TEXT SHOWN
━━━━━━━━━━

- Pannaivilai Location in Tamil Nadu, India Pannaivilai Pannaivilai (India)
- Coordinates: 8°39′10″N 78°00′03″E﻿ / ﻿8.652878°N 78.000909°E
- Country: India
- State: Tamil Nadu
- District: Tuticorin

Population
- • Total: 2,500

Languages
- • Official: Tamil
- Time zone: UTC+5:30 (IST)
- PIN: 628751
- Telephone code: 91-4630
- Vehicle registration: TN92
- Eral: Eral
- Srivaikuntam constituency: Tuticorin
- Tuticorin constituency: Srivaikuntam
- Climate: Cool (Köppen)
- Website: www.pannaivilai.org

= Pannaivilai =

Pannaivilai is a small village covered by Palmyra trees in Tuticorin District, Tamil Nadu, India. The name Pannai Villai is derived from two Tamil words, Pannai and Villai, which literally mean “land which grows” or “has Palmyra trees.”

==Geography==
Pannaivilai is situated near Eral of Thoothukudi district. On the north side it is surrounded by a big pool called 'Perungulam'.

━━━━━━━━━━

WRITTEN EXERCISE
From the text on Pannaivilai, list every postal, telephone, and vehicle registration code it gives, each with its value.

PROVIDED RECORDS
━━━━━━━━━━

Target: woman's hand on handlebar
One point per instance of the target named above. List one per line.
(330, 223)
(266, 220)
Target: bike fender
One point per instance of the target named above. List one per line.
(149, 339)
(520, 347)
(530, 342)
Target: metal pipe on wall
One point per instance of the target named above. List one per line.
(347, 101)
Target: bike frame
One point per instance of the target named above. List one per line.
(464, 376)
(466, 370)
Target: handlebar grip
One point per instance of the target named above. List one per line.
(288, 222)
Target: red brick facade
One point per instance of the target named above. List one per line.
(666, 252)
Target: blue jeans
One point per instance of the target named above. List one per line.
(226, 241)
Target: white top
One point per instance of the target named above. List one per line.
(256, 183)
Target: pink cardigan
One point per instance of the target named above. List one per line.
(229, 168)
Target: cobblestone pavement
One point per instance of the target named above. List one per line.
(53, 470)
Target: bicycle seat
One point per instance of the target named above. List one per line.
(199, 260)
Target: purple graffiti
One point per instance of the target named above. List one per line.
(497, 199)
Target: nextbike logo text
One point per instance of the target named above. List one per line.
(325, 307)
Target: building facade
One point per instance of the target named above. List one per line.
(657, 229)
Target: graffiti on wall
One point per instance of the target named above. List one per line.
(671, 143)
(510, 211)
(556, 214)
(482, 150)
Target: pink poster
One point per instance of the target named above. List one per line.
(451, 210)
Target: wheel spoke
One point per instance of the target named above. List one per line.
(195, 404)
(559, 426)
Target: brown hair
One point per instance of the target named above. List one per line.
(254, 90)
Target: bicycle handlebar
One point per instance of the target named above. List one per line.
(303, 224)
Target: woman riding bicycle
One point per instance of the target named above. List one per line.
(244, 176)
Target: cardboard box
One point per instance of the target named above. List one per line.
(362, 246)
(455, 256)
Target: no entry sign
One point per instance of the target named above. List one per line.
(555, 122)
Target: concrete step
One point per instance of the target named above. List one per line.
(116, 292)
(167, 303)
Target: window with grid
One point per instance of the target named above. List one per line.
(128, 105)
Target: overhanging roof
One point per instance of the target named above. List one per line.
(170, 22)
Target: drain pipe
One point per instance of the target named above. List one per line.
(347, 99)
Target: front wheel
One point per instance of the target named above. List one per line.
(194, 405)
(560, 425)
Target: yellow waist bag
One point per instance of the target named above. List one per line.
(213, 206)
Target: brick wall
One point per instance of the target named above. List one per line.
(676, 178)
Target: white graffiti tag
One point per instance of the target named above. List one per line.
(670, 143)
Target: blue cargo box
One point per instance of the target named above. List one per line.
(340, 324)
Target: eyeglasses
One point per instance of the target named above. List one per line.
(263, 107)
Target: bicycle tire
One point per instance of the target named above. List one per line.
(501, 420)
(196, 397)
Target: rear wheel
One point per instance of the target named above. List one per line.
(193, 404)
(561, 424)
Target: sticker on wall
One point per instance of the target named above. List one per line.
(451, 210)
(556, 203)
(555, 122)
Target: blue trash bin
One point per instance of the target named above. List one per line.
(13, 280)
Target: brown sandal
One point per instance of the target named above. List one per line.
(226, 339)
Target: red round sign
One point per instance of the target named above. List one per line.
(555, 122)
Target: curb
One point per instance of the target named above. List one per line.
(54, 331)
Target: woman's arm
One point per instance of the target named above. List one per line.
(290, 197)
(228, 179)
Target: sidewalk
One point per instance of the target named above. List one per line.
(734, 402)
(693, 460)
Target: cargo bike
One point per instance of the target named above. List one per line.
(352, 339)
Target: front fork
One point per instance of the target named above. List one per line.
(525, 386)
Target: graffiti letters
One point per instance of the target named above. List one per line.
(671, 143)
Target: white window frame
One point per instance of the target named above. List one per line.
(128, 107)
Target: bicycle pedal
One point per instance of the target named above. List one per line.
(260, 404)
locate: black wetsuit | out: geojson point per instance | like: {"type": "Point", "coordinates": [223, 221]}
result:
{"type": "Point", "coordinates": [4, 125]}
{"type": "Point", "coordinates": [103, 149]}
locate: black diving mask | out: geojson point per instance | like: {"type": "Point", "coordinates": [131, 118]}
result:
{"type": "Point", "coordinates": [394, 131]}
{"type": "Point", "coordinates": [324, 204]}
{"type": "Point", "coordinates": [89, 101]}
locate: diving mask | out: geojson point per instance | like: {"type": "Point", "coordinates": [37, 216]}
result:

━━━━━━━━━━

EXERCISE OUTPUT
- PIN: 628751
- Telephone code: 91-4630
- Vehicle registration: TN92